▸ Exercise details
Each entry below should be restated word for word, without any picture it contains.
-------- Raw data --------
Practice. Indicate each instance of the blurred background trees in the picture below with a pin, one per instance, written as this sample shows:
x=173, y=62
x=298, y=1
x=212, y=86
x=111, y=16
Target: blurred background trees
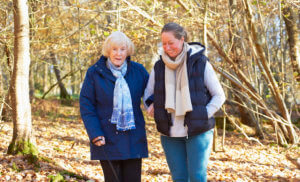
--------
▸ Solution for this problem
Practice. Indicate each instance of the blurred background trees in the picture below with a pin, one per instance, written as this sample shows:
x=173, y=62
x=298, y=1
x=212, y=86
x=111, y=16
Target: blurred background trees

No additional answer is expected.